**Text**
>>>>
I had the opportunity to work on a dune restoration project on the Olympic Peninsula in Washington last week. We were working out of Sequim (pronounced ‘Squim’), which is known affectionately as “the blue hole,” because it gets only about half the rainfall of other towns on the peninsula (and approximately the same as L.A., for any Angelenos looking to relocate northwards). The goal of the project was to build/restore a natural bluff along a beach where houses had suffered considerable storm damage in 2006. The houses are built between a long beach and a large wetland, and are thus a classic case of buildings that are not “supposed” to be there. However, given that they are, we were working on helping implement the best option for mitigating winter storms that are continually eroding the beach and causing flooding up over the houses’ decks.
<<<<
**Provided material**
>>>>
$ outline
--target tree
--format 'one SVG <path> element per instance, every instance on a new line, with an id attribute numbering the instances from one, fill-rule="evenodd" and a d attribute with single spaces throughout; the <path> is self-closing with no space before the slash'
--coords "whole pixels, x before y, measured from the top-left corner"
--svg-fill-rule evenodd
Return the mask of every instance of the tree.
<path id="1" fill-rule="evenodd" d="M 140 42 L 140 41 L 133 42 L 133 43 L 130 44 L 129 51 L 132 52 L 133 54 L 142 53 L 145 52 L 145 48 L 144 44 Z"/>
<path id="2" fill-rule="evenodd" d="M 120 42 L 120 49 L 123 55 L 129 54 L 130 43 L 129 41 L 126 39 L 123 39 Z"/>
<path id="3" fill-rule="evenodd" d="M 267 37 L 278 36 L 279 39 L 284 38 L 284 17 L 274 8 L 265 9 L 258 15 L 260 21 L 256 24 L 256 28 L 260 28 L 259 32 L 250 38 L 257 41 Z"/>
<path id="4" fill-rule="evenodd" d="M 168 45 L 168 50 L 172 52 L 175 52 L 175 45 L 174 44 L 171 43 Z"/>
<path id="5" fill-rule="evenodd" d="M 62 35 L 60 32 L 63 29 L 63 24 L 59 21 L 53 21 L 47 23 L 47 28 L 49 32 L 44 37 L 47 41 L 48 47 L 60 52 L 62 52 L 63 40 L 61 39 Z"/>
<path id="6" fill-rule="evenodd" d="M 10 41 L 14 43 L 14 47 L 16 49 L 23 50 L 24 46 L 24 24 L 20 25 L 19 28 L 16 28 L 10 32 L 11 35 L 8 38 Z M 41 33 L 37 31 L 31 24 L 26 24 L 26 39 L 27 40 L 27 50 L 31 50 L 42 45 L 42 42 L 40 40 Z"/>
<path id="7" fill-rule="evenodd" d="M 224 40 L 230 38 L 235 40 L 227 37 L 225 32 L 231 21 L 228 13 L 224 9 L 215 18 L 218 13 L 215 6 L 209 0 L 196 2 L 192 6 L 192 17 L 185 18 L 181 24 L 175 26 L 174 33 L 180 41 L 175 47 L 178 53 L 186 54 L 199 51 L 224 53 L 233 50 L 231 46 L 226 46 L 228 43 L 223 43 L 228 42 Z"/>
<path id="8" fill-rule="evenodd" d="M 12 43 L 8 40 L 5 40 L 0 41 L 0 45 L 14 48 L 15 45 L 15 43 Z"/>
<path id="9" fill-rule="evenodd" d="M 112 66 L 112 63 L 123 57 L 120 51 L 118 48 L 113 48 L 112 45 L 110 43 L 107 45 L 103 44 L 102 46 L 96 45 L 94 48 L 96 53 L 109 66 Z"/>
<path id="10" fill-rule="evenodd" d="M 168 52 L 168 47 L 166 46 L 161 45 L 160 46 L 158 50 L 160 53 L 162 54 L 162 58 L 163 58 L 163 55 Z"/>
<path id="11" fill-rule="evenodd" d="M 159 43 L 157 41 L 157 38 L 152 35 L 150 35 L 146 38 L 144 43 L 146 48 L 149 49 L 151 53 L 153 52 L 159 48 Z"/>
<<<<
**Task instructions**
[1] According to the dune restoration account, why is Sequim known as "the blue hole"?
[2] Update the rows from the first row through the line containing "112 66 L 112", replacing "whole pixels" with "integer pixels" and leaving everything else unchanged.
The rows come from a different source than the dune restoration account.

**Task-by-task solutions**
[1] It gets only about half the rainfall of other towns on the peninsula.

[2]
$ outline
--target tree
--format 'one SVG <path> element per instance, every instance on a new line, with an id attribute numbering the instances from one, fill-rule="evenodd" and a d attribute with single spaces throughout; the <path> is self-closing with no space before the slash'
--coords "integer pixels, x before y, measured from the top-left corner"
--svg-fill-rule evenodd
Return the mask of every instance of the tree.
<path id="1" fill-rule="evenodd" d="M 140 42 L 140 41 L 133 42 L 133 43 L 130 44 L 129 51 L 132 52 L 133 54 L 142 53 L 145 52 L 145 48 L 144 44 Z"/>
<path id="2" fill-rule="evenodd" d="M 120 42 L 120 49 L 123 55 L 129 54 L 130 43 L 129 41 L 126 39 L 123 39 Z"/>
<path id="3" fill-rule="evenodd" d="M 267 37 L 278 36 L 279 39 L 284 38 L 284 17 L 274 8 L 265 9 L 258 15 L 260 21 L 256 24 L 256 28 L 260 28 L 259 32 L 250 38 L 257 41 Z"/>
<path id="4" fill-rule="evenodd" d="M 168 45 L 168 50 L 172 52 L 175 52 L 175 45 L 174 44 L 171 43 Z"/>
<path id="5" fill-rule="evenodd" d="M 62 35 L 60 32 L 63 29 L 63 24 L 59 21 L 53 21 L 47 23 L 47 28 L 49 32 L 44 37 L 47 41 L 48 47 L 60 52 L 62 52 L 63 40 L 61 39 Z"/>
<path id="6" fill-rule="evenodd" d="M 10 41 L 14 43 L 14 47 L 16 49 L 23 50 L 24 46 L 24 24 L 20 25 L 19 28 L 16 28 L 10 32 L 11 35 L 8 38 Z M 41 33 L 37 31 L 31 24 L 26 24 L 26 39 L 27 40 L 27 50 L 31 50 L 42 45 L 42 42 L 40 40 Z"/>
<path id="7" fill-rule="evenodd" d="M 224 40 L 230 38 L 235 40 L 227 37 L 225 32 L 231 21 L 228 13 L 224 9 L 215 18 L 218 13 L 215 6 L 209 0 L 196 2 L 192 6 L 192 17 L 185 18 L 181 24 L 175 26 L 174 33 L 180 41 L 175 47 L 178 53 L 186 54 L 199 51 L 224 53 L 233 50 L 231 46 L 226 46 L 228 43 L 223 43 L 228 42 Z"/>
<path id="8" fill-rule="evenodd" d="M 12 43 L 8 40 L 5 40 L 0 41 L 0 45 L 14 48 L 15 45 L 15 43 Z"/>
<path id="9" fill-rule="evenodd" d="M 112 66 L 112 63 L 123 57 L 120 51 L 118 48 L 113 48 L 112 45 L 110 43 L 107 45 L 103 44 L 102 46 L 96 45 L 94 48 L 96 53 L 109 66 Z"/>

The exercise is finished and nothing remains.